- Born: Kayode Soremekun
- Occupations: A Nigerian Academic, Secomd substantive vice chancellor of Federal University Oye Ekiti, Ekiti state.

= Kayode Soremekun =

Kayode Soremekun is a Nigerian academic, author, and the third vice chancellor of Federal University Oye Ekiti, Ekiti State. He assumed duty after the sacking of professor Isaac Asuzu by President Mohammadu Buhari who took over from Professor Chinedu Nebo, the pioneer Vice Chancellor

==Early life ==
Soremekun attended Nigeria's premier secondary grammar school, King's College Lagos, from 1967 to 1971. He attended the University of Ife now Obafemi Awolowo University where he obtained a B.A. English/History and a M.Sc. and Ph.D. in International relations. The Ph.D. was on Nigeria's petroleum policy and international relations. Soremekun undertook postdoctoral studies at the Institute of Social Studies in The Hague, Netherlands and the University of Maryland College Park, US where he studied international law and the US foreign policy process, respectively.

==Career==
Soremekun worked in several universities in Nigeria, including Obafemi Awolowo University, University of Lagos, Covenant University and the National Open University of Nigeria.

During tenure as Vice Chancellor in Federal University Oye, he added eleven Faculties. It offers virtually all the courses on offer in Nigeria's First Generation Universities. He was commended by the University Council, and very much the same commendation was in his exit letter from the university.

He retired from Obafemi Awolowo University as Dean. In his memoirs he referred to the fact that a refurbishment of the Faculty of Administration took place courtesy of the funds that he was able to source from Nigerian Breweries Limited. Faculties including Law, Social Sciences, and Education followed suit.

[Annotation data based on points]
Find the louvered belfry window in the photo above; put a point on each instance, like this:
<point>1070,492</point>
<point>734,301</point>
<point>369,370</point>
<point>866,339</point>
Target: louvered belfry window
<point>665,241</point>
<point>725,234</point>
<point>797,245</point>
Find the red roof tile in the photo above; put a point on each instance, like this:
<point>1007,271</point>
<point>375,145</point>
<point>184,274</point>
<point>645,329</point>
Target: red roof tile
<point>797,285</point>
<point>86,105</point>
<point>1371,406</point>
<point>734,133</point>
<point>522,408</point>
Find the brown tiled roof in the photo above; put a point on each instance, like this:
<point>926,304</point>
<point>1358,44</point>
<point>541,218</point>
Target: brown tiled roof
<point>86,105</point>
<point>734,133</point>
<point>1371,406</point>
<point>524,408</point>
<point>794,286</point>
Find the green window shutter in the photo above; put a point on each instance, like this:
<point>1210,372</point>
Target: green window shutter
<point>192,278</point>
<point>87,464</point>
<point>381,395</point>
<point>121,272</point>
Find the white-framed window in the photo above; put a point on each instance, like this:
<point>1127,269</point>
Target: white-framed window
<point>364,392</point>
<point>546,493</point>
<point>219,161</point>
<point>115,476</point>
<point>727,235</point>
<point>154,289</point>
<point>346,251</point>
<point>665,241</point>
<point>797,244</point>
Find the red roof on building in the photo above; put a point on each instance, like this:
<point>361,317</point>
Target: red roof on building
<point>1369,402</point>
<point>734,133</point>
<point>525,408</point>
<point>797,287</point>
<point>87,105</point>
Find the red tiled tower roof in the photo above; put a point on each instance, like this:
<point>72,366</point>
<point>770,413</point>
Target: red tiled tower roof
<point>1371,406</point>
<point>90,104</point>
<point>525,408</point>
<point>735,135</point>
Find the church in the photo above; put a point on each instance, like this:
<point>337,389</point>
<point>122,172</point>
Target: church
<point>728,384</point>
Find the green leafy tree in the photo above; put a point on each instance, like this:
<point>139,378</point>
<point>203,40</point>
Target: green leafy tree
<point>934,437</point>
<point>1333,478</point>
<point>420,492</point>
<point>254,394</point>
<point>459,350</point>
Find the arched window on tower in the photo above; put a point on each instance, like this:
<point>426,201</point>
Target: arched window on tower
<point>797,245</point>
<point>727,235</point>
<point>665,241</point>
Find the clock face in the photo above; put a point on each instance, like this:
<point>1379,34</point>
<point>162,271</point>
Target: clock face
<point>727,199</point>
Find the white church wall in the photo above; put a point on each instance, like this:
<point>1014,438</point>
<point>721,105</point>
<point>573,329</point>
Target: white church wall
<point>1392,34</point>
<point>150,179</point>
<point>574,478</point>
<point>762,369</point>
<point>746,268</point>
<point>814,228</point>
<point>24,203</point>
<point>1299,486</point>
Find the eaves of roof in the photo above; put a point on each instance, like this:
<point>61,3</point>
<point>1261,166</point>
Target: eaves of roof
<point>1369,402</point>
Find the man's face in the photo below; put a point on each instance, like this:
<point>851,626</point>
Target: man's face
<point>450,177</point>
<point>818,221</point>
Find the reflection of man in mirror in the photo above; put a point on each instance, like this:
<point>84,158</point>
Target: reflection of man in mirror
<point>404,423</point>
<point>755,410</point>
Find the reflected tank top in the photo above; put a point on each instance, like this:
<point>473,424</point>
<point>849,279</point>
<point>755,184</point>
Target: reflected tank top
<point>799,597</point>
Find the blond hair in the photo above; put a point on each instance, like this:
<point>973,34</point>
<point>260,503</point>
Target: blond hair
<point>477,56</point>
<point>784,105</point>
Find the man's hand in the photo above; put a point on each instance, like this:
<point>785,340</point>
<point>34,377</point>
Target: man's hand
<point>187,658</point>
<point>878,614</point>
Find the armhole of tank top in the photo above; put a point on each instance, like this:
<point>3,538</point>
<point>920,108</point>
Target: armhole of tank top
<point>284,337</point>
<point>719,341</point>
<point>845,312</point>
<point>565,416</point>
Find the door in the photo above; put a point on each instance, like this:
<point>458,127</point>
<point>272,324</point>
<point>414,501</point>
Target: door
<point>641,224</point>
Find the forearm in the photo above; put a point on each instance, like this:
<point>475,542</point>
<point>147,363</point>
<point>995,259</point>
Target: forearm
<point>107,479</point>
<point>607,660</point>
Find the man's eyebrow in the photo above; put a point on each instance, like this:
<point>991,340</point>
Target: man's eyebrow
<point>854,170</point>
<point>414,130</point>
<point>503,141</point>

### Tasks for this exercise:
(1) According to the Kayode Soremekun biography, which secondary school did he attend from 1967 to 1971?
(2) Go on with the Kayode Soremekun biography, starting after its last sentence.

### Answers:
(1) He attended King's College Lagos.

(2)
== Works ==
Soremekun has edited several books, including Governance and Democratization in Nigeria (1995), and Nigeria's Second Republic (1988).

He also worked as a staff writer in political affairs, for Federal Radio Corporation of Nigeria, and for Times International and Daily Times of Nigeria. He served on the editorial board of Daily Times Lagos. He was an editorial training instructor for Times Newspaper Training Centre, Daily Times Lagos. He was a visiting editorial board member of The AM News, a pro-democracy, quasi-guerilla newspaper during military rule in Nigeria. He worked as a visiting editorial board member of The Guardian and The Compass newspapers. Prior to his assumption of office as Vice-Chancellor he served as chairman of the editorial board of Business Day, a daily business newspaper in Nigeria.

Soremekun has published journal articles on inter-related areas of conflict, petroleum politics, and energy resources.

He has around 50 peer-reviewed  publications. Soremekun served as External Examiner to the University of Ghana, Legon. He has also served as a Visiting Lecturer in the Peace Studies Program in the Universitat Jaime 1 in Castellon, Spain.

==Recognition==

- Scholarship student in Kings College, Lagos. (1967 -1971)
- National Scholar Award, (1973 - 1976)
- Ford Foundation Scholar (1991)
- Senior Fulbright Research Scholar (2003)
- Resident Rockefeller Scholar in Bellagio Italy (2003)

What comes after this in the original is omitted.